- [Given data]
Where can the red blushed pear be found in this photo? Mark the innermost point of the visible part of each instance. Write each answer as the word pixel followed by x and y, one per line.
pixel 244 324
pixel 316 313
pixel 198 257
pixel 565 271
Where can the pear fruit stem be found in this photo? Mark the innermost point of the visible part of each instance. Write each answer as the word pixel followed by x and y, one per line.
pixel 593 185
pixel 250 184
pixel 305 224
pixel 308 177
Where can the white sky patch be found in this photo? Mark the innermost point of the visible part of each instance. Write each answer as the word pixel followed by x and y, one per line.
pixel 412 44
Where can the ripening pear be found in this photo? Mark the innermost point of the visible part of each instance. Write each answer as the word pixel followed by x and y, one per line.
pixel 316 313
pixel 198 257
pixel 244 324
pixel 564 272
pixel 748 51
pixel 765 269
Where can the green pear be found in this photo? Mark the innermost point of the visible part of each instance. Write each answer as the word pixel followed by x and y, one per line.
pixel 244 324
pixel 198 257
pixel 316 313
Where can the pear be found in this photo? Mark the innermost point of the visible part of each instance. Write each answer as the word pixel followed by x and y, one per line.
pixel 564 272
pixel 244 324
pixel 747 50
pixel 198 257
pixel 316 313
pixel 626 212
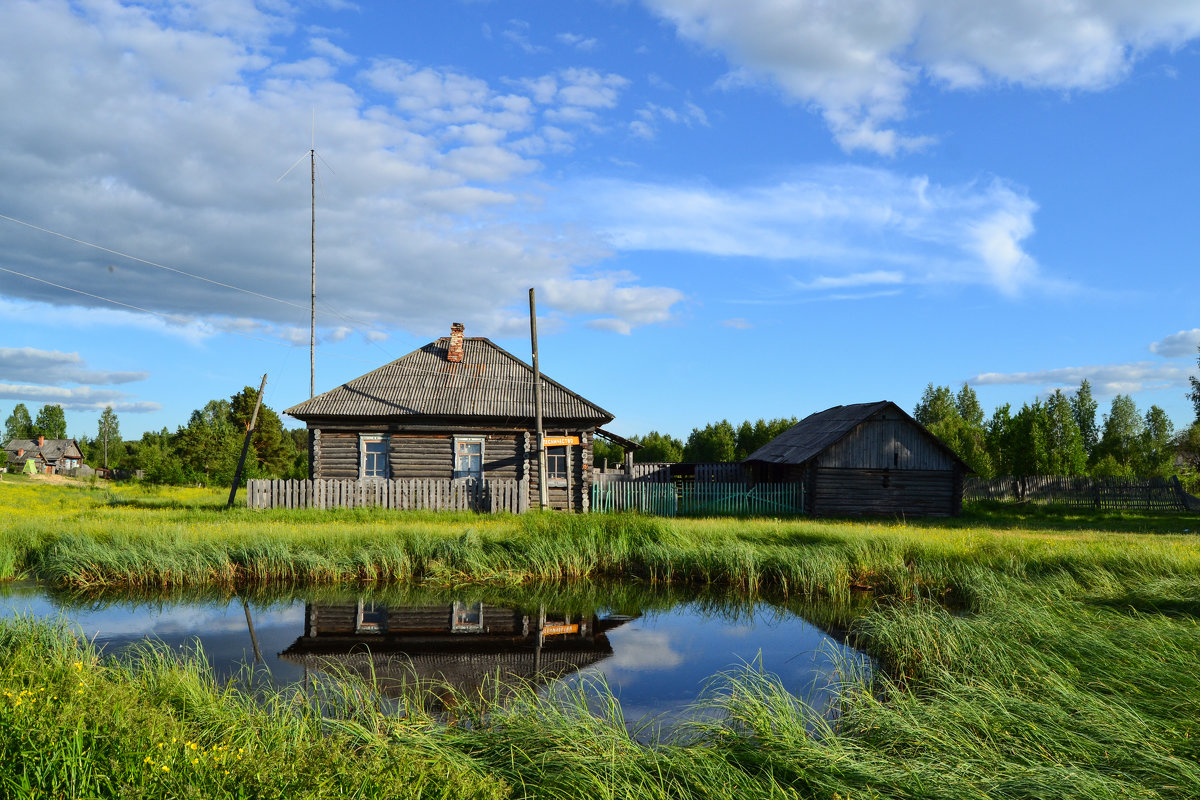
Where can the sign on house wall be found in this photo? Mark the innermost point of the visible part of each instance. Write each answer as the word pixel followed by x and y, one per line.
pixel 558 441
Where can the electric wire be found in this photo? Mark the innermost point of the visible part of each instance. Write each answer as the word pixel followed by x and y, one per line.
pixel 173 318
pixel 323 306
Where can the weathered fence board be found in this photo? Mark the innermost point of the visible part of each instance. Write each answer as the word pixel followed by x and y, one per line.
pixel 1104 493
pixel 433 494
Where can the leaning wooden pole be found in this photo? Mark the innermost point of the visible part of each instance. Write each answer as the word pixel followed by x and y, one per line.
pixel 245 445
pixel 543 494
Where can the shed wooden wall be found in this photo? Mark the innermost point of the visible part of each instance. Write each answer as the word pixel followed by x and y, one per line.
pixel 839 492
pixel 883 443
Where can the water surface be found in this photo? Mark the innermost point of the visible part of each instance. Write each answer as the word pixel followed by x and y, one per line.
pixel 657 651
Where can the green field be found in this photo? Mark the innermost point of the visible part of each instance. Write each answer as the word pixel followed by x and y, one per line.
pixel 1024 655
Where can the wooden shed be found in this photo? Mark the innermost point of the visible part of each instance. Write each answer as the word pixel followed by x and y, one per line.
pixel 865 458
pixel 457 408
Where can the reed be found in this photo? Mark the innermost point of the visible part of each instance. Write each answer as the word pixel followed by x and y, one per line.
pixel 1049 657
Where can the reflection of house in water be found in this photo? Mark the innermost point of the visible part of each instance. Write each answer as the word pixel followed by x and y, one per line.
pixel 448 649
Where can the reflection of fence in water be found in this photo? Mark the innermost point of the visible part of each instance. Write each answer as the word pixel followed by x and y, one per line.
pixel 1107 493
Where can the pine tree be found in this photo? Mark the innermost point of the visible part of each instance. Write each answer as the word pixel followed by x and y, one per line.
pixel 18 425
pixel 109 434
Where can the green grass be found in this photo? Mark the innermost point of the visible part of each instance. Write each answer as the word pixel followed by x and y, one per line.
pixel 1023 655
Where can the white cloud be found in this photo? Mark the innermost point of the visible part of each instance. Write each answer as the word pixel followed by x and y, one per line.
pixel 622 307
pixel 857 60
pixel 77 398
pixel 1183 343
pixel 585 43
pixel 517 32
pixel 853 280
pixel 1107 379
pixel 161 133
pixel 652 114
pixel 843 227
pixel 327 49
pixel 54 368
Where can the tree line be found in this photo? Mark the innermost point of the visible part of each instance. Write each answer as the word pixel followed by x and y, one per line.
pixel 1057 435
pixel 203 451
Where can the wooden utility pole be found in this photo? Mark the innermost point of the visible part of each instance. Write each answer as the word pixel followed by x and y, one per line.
pixel 543 493
pixel 245 445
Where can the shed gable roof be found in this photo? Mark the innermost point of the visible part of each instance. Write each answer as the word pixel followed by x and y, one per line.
pixel 817 432
pixel 489 382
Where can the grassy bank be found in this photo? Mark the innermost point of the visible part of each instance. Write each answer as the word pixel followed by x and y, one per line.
pixel 88 537
pixel 1037 656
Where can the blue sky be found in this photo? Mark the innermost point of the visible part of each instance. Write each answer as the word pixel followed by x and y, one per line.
pixel 730 209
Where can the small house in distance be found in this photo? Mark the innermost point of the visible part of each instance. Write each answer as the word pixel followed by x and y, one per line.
pixel 457 408
pixel 861 459
pixel 49 456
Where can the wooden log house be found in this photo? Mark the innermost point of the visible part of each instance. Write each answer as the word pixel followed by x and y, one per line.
pixel 864 459
pixel 457 408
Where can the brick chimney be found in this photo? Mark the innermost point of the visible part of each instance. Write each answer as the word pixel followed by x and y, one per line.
pixel 455 352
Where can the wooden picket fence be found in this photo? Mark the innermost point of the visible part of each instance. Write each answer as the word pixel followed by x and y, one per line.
pixel 1103 493
pixel 432 494
pixel 699 499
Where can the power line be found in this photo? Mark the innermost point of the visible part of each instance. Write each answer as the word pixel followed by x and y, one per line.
pixel 149 263
pixel 327 308
pixel 173 318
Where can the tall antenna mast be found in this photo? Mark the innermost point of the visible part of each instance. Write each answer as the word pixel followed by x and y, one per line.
pixel 312 250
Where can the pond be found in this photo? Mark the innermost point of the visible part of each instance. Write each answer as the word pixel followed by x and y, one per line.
pixel 655 650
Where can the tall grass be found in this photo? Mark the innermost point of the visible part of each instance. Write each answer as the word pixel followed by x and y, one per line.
pixel 1043 659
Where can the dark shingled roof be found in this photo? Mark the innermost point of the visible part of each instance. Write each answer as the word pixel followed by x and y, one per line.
pixel 51 451
pixel 819 432
pixel 489 382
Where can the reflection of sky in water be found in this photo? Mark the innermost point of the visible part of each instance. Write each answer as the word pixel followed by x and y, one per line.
pixel 220 626
pixel 660 663
pixel 663 661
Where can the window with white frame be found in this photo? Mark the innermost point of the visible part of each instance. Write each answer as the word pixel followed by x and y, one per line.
pixel 556 463
pixel 373 462
pixel 468 457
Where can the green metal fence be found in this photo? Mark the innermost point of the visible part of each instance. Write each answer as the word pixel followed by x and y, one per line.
pixel 699 499
pixel 658 499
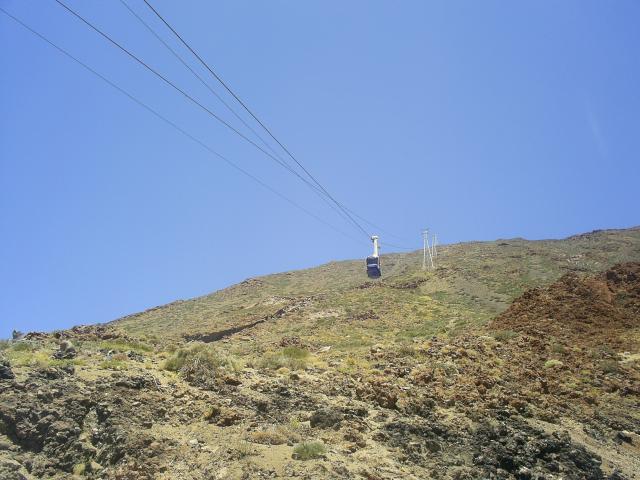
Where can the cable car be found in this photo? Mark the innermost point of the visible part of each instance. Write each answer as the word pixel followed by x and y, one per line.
pixel 373 262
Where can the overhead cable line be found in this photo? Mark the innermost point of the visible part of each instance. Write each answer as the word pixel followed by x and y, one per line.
pixel 282 162
pixel 248 110
pixel 189 97
pixel 175 126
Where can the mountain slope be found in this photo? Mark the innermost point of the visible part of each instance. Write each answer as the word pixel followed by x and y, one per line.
pixel 513 360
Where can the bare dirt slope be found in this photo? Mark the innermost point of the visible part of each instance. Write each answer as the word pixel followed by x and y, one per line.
pixel 303 377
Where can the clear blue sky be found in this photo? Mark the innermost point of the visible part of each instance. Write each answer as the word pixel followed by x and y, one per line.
pixel 480 120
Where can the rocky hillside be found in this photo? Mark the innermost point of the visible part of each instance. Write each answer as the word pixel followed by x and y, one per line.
pixel 513 360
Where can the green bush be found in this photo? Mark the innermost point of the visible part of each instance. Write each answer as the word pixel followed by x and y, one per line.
pixel 553 363
pixel 201 364
pixel 309 450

- [Set problem] Can you repeat every entry above word for word, keeping each line as it appears but leaving out the pictures?

- [Full response]
Where can the red blushed pear be found in this photo? Mark the innermost point of the visible part of each instance. Write each answer as the word pixel followed by x and y, one per line.
pixel 244 324
pixel 316 313
pixel 198 257
pixel 565 271
Where can the pear fruit stem be found in this photo? Mark the innermost point of the visible part of each instance. Write each answer as the word pixel followed by x and y, one per line.
pixel 593 185
pixel 250 184
pixel 305 224
pixel 308 177
Where can the white sky patch be found in this photo? Mark the innermost point of the visible part of each instance. Write each answer as the word pixel followed by x and y, one per line.
pixel 412 44
Where can the ripening pear be found in this photo? Mark the innermost point of the visible part of each instance. Write each answer as the word pixel followed by x and y, one per line.
pixel 316 313
pixel 198 257
pixel 244 324
pixel 564 272
pixel 748 51
pixel 765 269
Where can the green pear be found in this photo? Mark the innermost point of the visible part of each instance. Write each answer as the word pixel followed by x and y, one per line.
pixel 244 324
pixel 198 257
pixel 316 313
Where can the pear be found in this photo? Mark the innermost point of the visible part of each instance. Write each answer as the word pixel followed by x and y, one per line.
pixel 564 272
pixel 244 324
pixel 747 50
pixel 198 257
pixel 316 313
pixel 626 212
Where can the sign on house wall be found in this photo? Mark the innermost point of the visible part of each instance. Write each answer as the word pixel followed by x and y, one per line.
pixel 558 441
Where can the electric wire be found in this photo? Mark the innermost point of the visible part of each instance. Write each answer as the word pixel followed by x and y, one per line.
pixel 173 318
pixel 323 306
Where can the weathered fence board be found in this photo? Mark the innermost point of the visible part of each instance. Write each answer as the word pixel followed by x and y, one per line.
pixel 1104 493
pixel 433 494
Where can the leaning wooden pole be found in this photo? Mark the innermost point of the visible part of each instance. Write each answer as the word pixel followed by x and y, one per line.
pixel 245 445
pixel 543 494
Where can the shed wooden wall be found in this photo? Mark the innermost point of the visible part of each instance. Write each answer as the word pixel followed by x and y, one per line.
pixel 839 492
pixel 883 443
Where can the water surface be found in this photo? Mark the innermost point of the visible part of each instance. Write each answer as the word pixel followed by x and y, one per line.
pixel 657 651
Where can the green field be found in this photo? Mark the innermost point of the visible part of each instance. Write each answer as the word pixel followed by x and y, one per line.
pixel 1024 655
Where can the wooden shed be found in this photo? Mark the innermost point of the visible part of each instance. Write each answer as the word pixel followed by x and y, one per line.
pixel 865 458
pixel 457 408
Where can the reed be found in this photo? Mark the innermost point of the visible part of each instance. Write each answer as the word pixel followed by x and y, one per line.
pixel 1049 657
Where can the reflection of house in water be found in this photo? Mark the innermost point of the visible part of each instance. Write each answer as the word pixel followed by x and y, one per line.
pixel 448 649
Where can the reflection of fence in water be found in this photo? Mark the innermost point of the visible part of each instance. Write each answer as the word pixel followed by x and y, one per line.
pixel 1107 493
Where can the pine tree be found in this photo? Mark the innermost point of the visible part of each instance. Write each answer as the word pixel followed by x and y, one per line.
pixel 18 425
pixel 109 434
Where can the green grass be found in this photo? Mark the innermost point of the visible part of each instance. Write each answer as the word pixel followed by x and y, one per line.
pixel 1023 655
Where can the white cloud be found in this photo? Mark the innermost point of the visible part of each instance. Write each answer as the word pixel followed by x and y, one per line.
pixel 622 307
pixel 857 60
pixel 77 398
pixel 1183 343
pixel 585 43
pixel 517 32
pixel 853 280
pixel 1107 379
pixel 161 133
pixel 652 114
pixel 843 227
pixel 327 49
pixel 54 368
Where can the tree line be found in this photo? Mark the innermost point of the visible part of each instance. Write each answer as the word pixel followed by x and y, one per line.
pixel 1057 435
pixel 203 451
Where can the wooden utility pole be found in this photo? Mark the innermost point of the visible part of each instance. Write each answer as the word pixel followed by x and y, one per line.
pixel 543 493
pixel 245 445
Where can the shed gable roof be found in this photo? Mark the innermost point of the visible part of each instance. Write each answer as the word pixel followed by x and y, one per line.
pixel 817 432
pixel 489 382
Where can the grassy bank be found in this photo? Mark the innermost point of the visible part of each instance. Write each answer as the word pixel followed by x and y, one per line.
pixel 88 537
pixel 1037 656
Where can the blue sky be found in this photo? Mark the innermost point of the visible part of each instance. Write each answer as the word pixel followed by x and y, one per line.
pixel 730 209
Where can the small house in distance be found in this photo? Mark the innermost point of the visible part of each instance. Write each answer as the word pixel followed by x and y, one per line.
pixel 457 408
pixel 861 459
pixel 49 456
Where can the wooden log house be found in this photo? Mark the innermost point of the visible part of each instance. Write each answer as the word pixel followed by x and y, one per line.
pixel 864 459
pixel 457 408
Where can the brick chimney be found in this photo? Mark the innermost point of the visible part of each instance. Write each answer as the word pixel followed by x and y, one per line.
pixel 455 352
Where can the wooden picket fence be found in this photo? Mark the innermost point of the visible part of each instance. Write each answer as the word pixel followed by x and y, one per line.
pixel 1103 493
pixel 432 494
pixel 699 499
Where can the power line be found in this photo? Mark the innermost point of the visible part of each instance. Write each answer as the word pixel followed by x and y, one per line.
pixel 149 263
pixel 327 308
pixel 173 318
Where can the tall antenna mast be found in this photo? Mark the innermost point of the visible part of each instance. Write each answer as the word pixel followed by x and y, one per line.
pixel 312 250
Where can the pond be found in this photo? Mark the innermost point of the visible part of each instance. Write each answer as the word pixel followed by x and y, one per line.
pixel 655 650
Where can the tall grass be found in this photo? Mark the innermost point of the visible part of each instance. Write each answer as the word pixel followed by x and y, one per line.
pixel 1043 659
Where can the dark shingled roof be found in this photo? Mark the innermost point of the visible part of each instance. Write each answer as the word pixel followed by x and y, one per line.
pixel 51 451
pixel 819 432
pixel 489 382
Where can the reflection of sky in water be found in this photo? Mark the innermost point of the visible part of each instance. Write each answer as the word pixel followed by x and y, one per line.
pixel 220 626
pixel 660 663
pixel 663 661
Where can the window with white frame be found in this photo? Mark the innermost point of the visible part of each instance. Write each answer as the word pixel followed by x and y, one per line.
pixel 556 463
pixel 373 462
pixel 468 457
Where can the green metal fence be found in this photo? Mark the innermost point of the visible part of each instance. Write each answer as the word pixel followed by x and y, one per line.
pixel 699 499
pixel 658 499
Where can the cable car be found in this photo? Mark the innermost point of the visible part of each instance. Write each answer as the word pixel followed by x and y, one per line.
pixel 373 262
Where can the overhead cable line be found in this photo? Mark the innermost point of the visible part of each instance. Write each answer as the word pixel followed by x and y, one per line.
pixel 282 162
pixel 248 110
pixel 189 97
pixel 175 126
Where can the mountain slope be found in this photo? Mark the innermost point of the visible part of each instance. Write each answer as the word pixel followed by x and y, one per line.
pixel 513 360
Where can the bare dirt slope be found in this photo? Mark the innermost point of the visible part of each instance. Write each answer as the word pixel followed by x and y, one per line.
pixel 303 377
Where can the clear blue sky be found in this photo? Mark the innermost point of the visible part of each instance. Write each answer as the word pixel followed by x and y, one per line.
pixel 480 120
Where can the rocky hillside be found in this photo? Mark the innermost point of the visible part of each instance. Write each answer as the word pixel followed by x and y, one per line.
pixel 513 360
Where can the green bush be found in this photo? Mark the innermost point of the visible part of each instance. Write each answer as the word pixel followed by x and y, one per line.
pixel 553 363
pixel 201 364
pixel 309 450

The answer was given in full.